▸ **PROBLEM**: What you return must match every record word for word.

*** Block opens ***

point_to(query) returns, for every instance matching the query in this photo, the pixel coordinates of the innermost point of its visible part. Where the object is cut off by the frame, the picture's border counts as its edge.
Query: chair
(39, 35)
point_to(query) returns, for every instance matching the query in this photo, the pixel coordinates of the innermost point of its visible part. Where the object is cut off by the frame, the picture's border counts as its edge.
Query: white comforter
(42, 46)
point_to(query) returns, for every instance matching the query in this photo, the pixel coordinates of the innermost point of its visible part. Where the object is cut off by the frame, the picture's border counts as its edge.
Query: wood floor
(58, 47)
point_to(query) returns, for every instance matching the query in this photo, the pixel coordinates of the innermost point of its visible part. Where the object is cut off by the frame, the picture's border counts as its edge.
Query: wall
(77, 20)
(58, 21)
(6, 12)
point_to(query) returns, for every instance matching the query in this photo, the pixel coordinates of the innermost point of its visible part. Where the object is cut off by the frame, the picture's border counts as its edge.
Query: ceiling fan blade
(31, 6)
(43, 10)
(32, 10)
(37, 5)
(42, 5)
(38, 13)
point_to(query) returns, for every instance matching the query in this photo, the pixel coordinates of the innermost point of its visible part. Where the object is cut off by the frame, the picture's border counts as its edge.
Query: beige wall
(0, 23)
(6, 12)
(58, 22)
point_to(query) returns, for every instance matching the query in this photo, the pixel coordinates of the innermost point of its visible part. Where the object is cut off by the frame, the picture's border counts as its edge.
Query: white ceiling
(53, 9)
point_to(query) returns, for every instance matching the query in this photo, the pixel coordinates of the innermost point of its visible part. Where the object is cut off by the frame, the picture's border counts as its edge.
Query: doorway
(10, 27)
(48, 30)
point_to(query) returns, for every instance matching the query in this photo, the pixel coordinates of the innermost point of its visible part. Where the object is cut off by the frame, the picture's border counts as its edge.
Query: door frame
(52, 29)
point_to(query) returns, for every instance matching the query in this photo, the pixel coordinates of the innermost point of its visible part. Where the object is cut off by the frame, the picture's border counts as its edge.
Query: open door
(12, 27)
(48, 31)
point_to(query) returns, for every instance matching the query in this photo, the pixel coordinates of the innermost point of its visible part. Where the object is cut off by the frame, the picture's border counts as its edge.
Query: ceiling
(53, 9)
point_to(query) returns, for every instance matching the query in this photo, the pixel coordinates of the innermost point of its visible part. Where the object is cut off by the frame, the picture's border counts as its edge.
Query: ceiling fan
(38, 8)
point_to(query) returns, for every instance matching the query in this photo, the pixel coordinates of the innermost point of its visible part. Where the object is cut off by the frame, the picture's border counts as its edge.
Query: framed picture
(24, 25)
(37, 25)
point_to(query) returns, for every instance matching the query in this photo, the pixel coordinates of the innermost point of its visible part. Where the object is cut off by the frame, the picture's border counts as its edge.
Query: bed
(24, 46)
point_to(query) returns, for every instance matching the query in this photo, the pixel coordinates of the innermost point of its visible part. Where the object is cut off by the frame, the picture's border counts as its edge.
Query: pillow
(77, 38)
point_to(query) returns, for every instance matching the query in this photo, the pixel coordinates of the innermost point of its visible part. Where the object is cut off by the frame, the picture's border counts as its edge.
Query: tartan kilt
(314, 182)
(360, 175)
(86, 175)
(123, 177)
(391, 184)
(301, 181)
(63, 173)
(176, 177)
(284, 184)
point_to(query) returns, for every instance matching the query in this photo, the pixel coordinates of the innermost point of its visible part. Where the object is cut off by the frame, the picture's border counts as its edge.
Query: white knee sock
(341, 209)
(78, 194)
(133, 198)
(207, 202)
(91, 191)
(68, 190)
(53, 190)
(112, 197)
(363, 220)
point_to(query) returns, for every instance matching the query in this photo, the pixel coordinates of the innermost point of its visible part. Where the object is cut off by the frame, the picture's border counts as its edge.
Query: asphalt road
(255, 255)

*** Block closes ***

▸ **EXERCISE OUTPUT**:
point_to(query) returns, for every instance matching the query in this photo, the pixel coordinates of the innermost point of its visible part. Where the object is cut off by the frame, the picture's border counts as its edge.
Query: chair
(39, 35)
point_to(query) returns, for every instance matching the query in this photo, the pixel coordinates of the innermost point of its visible part. Where the object is cut off by the frame, the picture's border counts as its edge.
Query: white comforter
(42, 46)
point_to(query) returns, for every instance matching the query in this photo, the pixel coordinates of the innermost point of its visible part. Where the object is cut off by the frame, the picture's border counts as its edge.
Query: wood floor
(58, 47)
point_to(query) returns, for every instance matching the query in this photo, the pixel coordinates of the innermost point of its visible part. Where the object is cut off by the frame, the picture's border counts as its edge.
Query: wall
(77, 20)
(58, 21)
(6, 12)
point_to(query) returns, for every instance matching the query in this photo, the pixel coordinates of the innermost point of its visible part. Where the object is cut off by the frame, the picture's border counts as its edge.
Query: ceiling fan blade
(31, 6)
(43, 10)
(32, 10)
(37, 5)
(42, 5)
(38, 13)
point_to(query) returns, for every instance matching the query in this photo, the pixel coordinates of the innermost point of its visible part. Where the object is cut off by the frame, the picture's border counts as its edge.
Query: beige wall
(0, 23)
(6, 12)
(58, 22)
point_to(query) returns, for every instance matching the query in this photo, the pixel coordinates of the innermost point of its visible part. Where the object is cut off by the frame, the picture's border counts as its edge.
Query: white ceiling
(53, 9)
point_to(query) returns, for every instance matching the query in this photo, the pixel coordinates of the innermost point of its visible part. Where the object is cut off by the frame, the picture's border counts as its edge.
Query: doorway
(10, 27)
(48, 30)
point_to(query) returns, for every instance matching the query in this photo, the pixel coordinates of the innermost point of its visible part. Where the object is cut off by the frame, the picture's border counts as its edge.
Query: door frame
(52, 29)
point_to(query) returns, for every instance matching the query in this photo, the pixel coordinates of the innermost point of its visible part. Where the object is cut off by the frame, the picture's border counts as its edge.
Query: open door
(12, 27)
(48, 31)
point_to(query) returns, for every instance matching the query in this photo, the pixel coordinates of the innermost point of its visible part. Where the object is cut off by the frame, the picture's border counts as its edge.
Query: ceiling
(53, 9)
point_to(query) returns, for every instance matching the query in this photo, the pixel coordinates of the innermost point of its visible part. Where the object is cut off by the frame, the picture's border counts as its edge.
Query: ceiling fan
(38, 8)
point_to(query) returns, for every instance matching the query in this photo, the pixel coordinates of the innermost point of its visible part. Where the object is cut off by the frame, the picture's border counts as its edge.
Query: framed picture
(24, 25)
(37, 25)
point_to(query) returns, for every instance matching the query in this photo, the pixel coordinates of the innermost point of its visible part. Where the object is cut off by the frame, the picture's border counts as its edge.
Query: bed
(24, 46)
point_to(query) returns, for every instance matching the query in this photo, the pixel coordinates of the innermost point of its visible part. Where the object is cut off by the frame, the picture's border counts as its edge.
Query: pillow
(77, 38)
point_to(query) returns, for every instance matching the query in this photo, the pixel coordinates of the innermost point of its visible part. Where the object is cut off by the frame, the picture's border counts as its edge.
Query: tartan kilt
(314, 182)
(360, 175)
(86, 175)
(123, 177)
(391, 184)
(301, 181)
(63, 173)
(176, 177)
(284, 184)
point_to(query) returns, for every instance matching the query in this photo, the pixel coordinates of the innermost point of its visible part. Where the object is cut off by the frame, the picture's border counts as its edge.
Query: white knee sock
(341, 209)
(78, 194)
(133, 198)
(207, 202)
(91, 191)
(68, 190)
(53, 190)
(112, 197)
(363, 220)
point_to(query) returns, for every instance matching the query in this photo, the pixel coordinates of the innermost point of its visible part. Where the object is cut off by the frame, the picture's border counts as its edge.
Query: asphalt road
(255, 255)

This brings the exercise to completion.